Stated goal 1.
Rewrite the passage on school textbooks, starting at "It seems to" and ending at "in this field.", with "Ministry" in place of "Government".
Stated goal 2.
List the developments the passage on school textbooks cites as signs of expanding educational opportunity over the past eight years.

Text extract.

##########

During the past eight years there has been a tremendous expansion in educational opportunity in this country. The amount of money spent by the central Government and the local education authorities has doubled. The amount of money spent on teachers' salaries has doubled. There is a great new technical education scheme. The plans have been made to increase the length of teacher training from two years to three years, which is a step of tremendous importance.
All this is well documented, as it should be, but there is one vital part of our educational system where it is surprisingly difficult to get the facts, and that is the expenditure on the provision of school textbooks. To obtain the relevant figures we are largely dependent on the "Education Statistics" prepared by the county and municipal treasurers. For the last ten years they have given separately the amount of money spent on school books. Their figures in this field may not always have been precise but they were the best available. This year "stationery and materials" have been lumped together with "books" and under the same heading, and so an analysis of the figures becomes necessarily a little more imprecise.
It seems to me to be unfortunate that those who are interested in this tremendously important subject should have to rely for so much of their information on what might be called a quasi-private organisation. Textbooks are a vital part of education. Education is a vital concern of the Government. I therefore hope that in future the Government will make themselves responsible for providing precise statistics in this field.
Obviously the most difficult problem in discussing the provision of textbooks is the question, what is a reasonable standard of expenditure? Surprisingly little work has been done in this field, but the most authoritative report was made by the Association of Education Committees, working with the National Book League. There is no need now to go into the technical details of its report but I do not believe that its recommendations have been seriously challenged since it was published.

##########

Material supplied.
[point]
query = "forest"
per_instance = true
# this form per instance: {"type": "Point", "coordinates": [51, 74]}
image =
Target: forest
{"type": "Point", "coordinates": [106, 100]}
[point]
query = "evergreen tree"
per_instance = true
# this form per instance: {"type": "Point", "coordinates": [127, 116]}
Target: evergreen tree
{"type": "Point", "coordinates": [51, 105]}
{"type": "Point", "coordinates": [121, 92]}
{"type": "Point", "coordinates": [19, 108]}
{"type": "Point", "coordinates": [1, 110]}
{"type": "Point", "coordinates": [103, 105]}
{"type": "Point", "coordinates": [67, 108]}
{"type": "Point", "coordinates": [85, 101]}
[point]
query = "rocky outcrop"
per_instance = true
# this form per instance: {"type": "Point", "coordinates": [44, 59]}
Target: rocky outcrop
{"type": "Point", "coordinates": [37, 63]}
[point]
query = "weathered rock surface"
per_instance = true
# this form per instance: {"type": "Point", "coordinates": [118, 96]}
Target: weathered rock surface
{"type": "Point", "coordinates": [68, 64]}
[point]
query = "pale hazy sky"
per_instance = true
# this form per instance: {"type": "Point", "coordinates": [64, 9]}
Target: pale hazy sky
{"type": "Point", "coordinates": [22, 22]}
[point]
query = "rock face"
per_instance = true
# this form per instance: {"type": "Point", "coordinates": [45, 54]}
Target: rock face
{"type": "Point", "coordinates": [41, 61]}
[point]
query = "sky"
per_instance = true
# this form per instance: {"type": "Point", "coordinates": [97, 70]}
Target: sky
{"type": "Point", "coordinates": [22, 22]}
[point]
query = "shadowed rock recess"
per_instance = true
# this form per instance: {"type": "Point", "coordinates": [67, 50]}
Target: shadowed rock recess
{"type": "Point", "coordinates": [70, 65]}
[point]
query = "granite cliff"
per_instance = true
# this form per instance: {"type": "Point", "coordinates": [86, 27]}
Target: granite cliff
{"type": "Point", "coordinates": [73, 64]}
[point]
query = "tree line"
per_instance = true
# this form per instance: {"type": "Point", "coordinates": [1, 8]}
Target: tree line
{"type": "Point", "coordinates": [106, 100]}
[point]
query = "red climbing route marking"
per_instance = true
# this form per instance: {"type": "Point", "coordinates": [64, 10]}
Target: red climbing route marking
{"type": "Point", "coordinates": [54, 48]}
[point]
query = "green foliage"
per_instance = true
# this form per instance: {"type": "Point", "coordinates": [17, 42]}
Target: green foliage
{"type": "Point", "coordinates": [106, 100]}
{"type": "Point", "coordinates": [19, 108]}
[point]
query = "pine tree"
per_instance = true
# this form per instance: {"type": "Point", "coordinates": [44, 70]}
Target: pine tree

##########

Final answer 1.
It seems to me to be unfortunate that those who are interested in this tremendously important subject should have to rely for so much of their information on what might be called a quasi-private organisation. Textbooks are a vital part of education. Education is a vital concern of the Ministry. I therefore hope that in future the Ministry will make themselves responsible for providing precise statistics in this field.

Final answer 2.
- The amount of money spent by the central Government and the local education authorities has doubled.
- The amount of money spent on teachers' salaries has doubled.
- There is a great new technical education scheme.
- Plans have been made to increase the length of teacher training from two years to three years.